# START OF MATERIAL FOR THIS TASK
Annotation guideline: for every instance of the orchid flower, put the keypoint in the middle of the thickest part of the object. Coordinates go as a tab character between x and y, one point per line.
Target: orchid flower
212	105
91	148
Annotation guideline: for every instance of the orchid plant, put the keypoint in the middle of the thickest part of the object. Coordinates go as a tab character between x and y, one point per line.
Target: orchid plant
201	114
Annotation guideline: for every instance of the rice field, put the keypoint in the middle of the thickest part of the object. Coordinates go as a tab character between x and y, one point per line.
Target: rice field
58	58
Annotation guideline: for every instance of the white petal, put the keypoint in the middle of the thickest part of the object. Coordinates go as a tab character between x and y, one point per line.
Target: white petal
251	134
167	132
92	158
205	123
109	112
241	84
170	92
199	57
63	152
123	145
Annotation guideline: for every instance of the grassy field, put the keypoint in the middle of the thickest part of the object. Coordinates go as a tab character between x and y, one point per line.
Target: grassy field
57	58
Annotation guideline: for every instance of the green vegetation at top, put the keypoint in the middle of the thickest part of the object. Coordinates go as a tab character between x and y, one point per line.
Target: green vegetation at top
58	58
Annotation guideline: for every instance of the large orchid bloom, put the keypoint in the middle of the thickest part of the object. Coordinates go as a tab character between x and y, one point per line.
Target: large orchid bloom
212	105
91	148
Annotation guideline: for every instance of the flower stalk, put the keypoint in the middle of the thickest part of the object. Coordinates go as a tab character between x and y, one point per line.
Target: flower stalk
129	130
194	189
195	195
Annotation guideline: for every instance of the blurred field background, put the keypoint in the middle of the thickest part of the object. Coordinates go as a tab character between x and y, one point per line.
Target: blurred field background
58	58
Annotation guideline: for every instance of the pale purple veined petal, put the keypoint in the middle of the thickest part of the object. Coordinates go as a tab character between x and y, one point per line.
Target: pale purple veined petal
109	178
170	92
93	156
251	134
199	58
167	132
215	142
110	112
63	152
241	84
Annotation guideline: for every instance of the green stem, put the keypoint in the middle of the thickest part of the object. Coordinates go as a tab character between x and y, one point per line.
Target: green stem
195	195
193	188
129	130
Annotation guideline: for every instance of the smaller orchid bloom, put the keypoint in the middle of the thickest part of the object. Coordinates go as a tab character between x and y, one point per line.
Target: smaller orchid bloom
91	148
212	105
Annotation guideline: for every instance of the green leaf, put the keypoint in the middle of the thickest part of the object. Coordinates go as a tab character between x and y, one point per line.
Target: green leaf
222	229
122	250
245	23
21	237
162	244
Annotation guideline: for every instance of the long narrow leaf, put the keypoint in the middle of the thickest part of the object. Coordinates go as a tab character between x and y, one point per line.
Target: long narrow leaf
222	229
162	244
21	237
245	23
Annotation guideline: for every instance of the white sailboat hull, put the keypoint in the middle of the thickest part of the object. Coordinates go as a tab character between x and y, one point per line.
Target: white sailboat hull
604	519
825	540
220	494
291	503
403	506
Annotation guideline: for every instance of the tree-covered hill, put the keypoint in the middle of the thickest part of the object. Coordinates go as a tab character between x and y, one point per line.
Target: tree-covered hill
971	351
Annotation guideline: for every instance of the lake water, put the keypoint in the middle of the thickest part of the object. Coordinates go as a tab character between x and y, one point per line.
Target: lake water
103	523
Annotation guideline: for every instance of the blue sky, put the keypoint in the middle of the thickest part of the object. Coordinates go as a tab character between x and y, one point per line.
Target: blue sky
# END OF MATERIAL FOR THIS TASK
DIRECTIVE — Rewrite all of the material above as a JSON list of strings, with each line as its own string and blank lines left out.

SOLVED PROBLEM —
[
  "Annotation guideline: for every instance of the orchid flower, put the keypoint in the middle of the thickest part of the object. Coordinates go as a tab character between x and y, one point per line.",
  "Target: orchid flower",
  "212\t105",
  "91\t148",
  "Annotation guideline: for every instance of the orchid plant, put the keypoint in the middle of the thickest part of the object. Coordinates go as a tab character between x and y, one point per line.",
  "Target: orchid plant",
  "201\t114",
  "Annotation guideline: for every instance of the rice field, put the keypoint in the middle of the thickest part of the object. Coordinates go as a tab character between x and y, one point per line.",
  "Target: rice field",
  "58\t58",
  "Annotation guideline: for every instance of the white petal, put the keypoint in the middle of the thickest part of the object. Coordinates go as a tab character between x and y, one point per line.",
  "Target: white petal",
  "251\t134",
  "167\t132",
  "92\t158",
  "205\t123",
  "109\t112",
  "241\t84",
  "170\t92",
  "199\t57",
  "63\t152",
  "123\t145",
  "Annotation guideline: for every instance of the grassy field, put the keypoint in the middle of the thickest part of the object. Coordinates go as a tab character between x and y, one point per line.",
  "Target: grassy field",
  "57\t58",
  "Annotation guideline: for every instance of the green vegetation at top, put the keypoint in the middle of the thickest part of the object. Coordinates go as a tab character between x and y, one point per line.",
  "Target: green vegetation at top",
  "58\t58",
  "Annotation guideline: for every instance of the large orchid bloom, put the keypoint in the middle of the thickest part of the object. Coordinates go as a tab character between x and y, one point per line.",
  "Target: large orchid bloom",
  "212\t105",
  "91\t148",
  "Annotation guideline: for every instance of the flower stalk, put the keypoint in the middle of the thickest part of the object. Coordinates go as a tab character between x and y, one point per line.",
  "Target: flower stalk",
  "129\t130",
  "194\t189",
  "195\t195",
  "Annotation guideline: for every instance of the blurred field background, put the keypoint in the middle of the thickest part of the object. Coordinates go as a tab character between x and y, one point per line.",
  "Target: blurred field background",
  "58\t58",
  "Annotation guideline: for every instance of the pale purple veined petal, put the keypoint in the middle of the thickest part of the object. Coordinates go as a tab character between x and y, one point per line.",
  "Target: pale purple veined petal",
  "109\t178",
  "170\t92",
  "93\t156",
  "251\t134",
  "199\t58",
  "167\t132",
  "215\t142",
  "110\t112",
  "63\t152",
  "241\t84",
  "Annotation guideline: for every instance of the green stem, put the keypoint in the middle of the thickest part of the object. Coordinates go as a tab character between x and y, one point per line.",
  "Target: green stem",
  "195\t195",
  "193\t188",
  "129\t130",
  "Annotation guideline: for every instance of the smaller orchid bloom, put the keypoint in the middle of the thickest part of the object. Coordinates go as a tab character between x and y, one point per line.",
  "Target: smaller orchid bloom",
  "91\t148",
  "212\t105",
  "Annotation guideline: for every instance of the green leaf, put the keypoint in the middle of the thickest part of the object. Coordinates go as a tab character between x and y, one point per line.",
  "Target: green leaf",
  "222\t229",
  "122\t250",
  "245\t23",
  "21\t237",
  "162\t244",
  "Annotation guideline: for every instance of the long narrow leaf, put the keypoint in the middle of the thickest part of the object. Coordinates go as a tab character between x and y, one point per line.",
  "Target: long narrow leaf",
  "222\t229",
  "162\t244",
  "21\t237",
  "245\t23",
  "Annotation guideline: for every instance of the white sailboat hull, put the keypoint in the middle of the thickest part of the object. Coordinates go as a tab character between x and y, one point per line.",
  "Target: white sailboat hull",
  "604\t519",
  "825\t540",
  "220\t494",
  "291\t503",
  "403\t506",
  "Annotation guideline: for every instance of the tree-covered hill, put the keypoint in the middle of the thickest part of the object. Coordinates go as a tab character between x and y, one point per line.",
  "Target: tree-covered hill",
  "971\t351",
  "Annotation guideline: for every instance of the lake water, put the keypoint in the middle of the thickest part of the object. Coordinates go as a tab character between x and y, one point per line.",
  "Target: lake water",
  "103\t523",
  "Annotation guideline: for every instance of the blue sky, put the keypoint in the middle of the thickest part of the object. Coordinates go as a tab character between x and y, one point per line.",
  "Target: blue sky"
]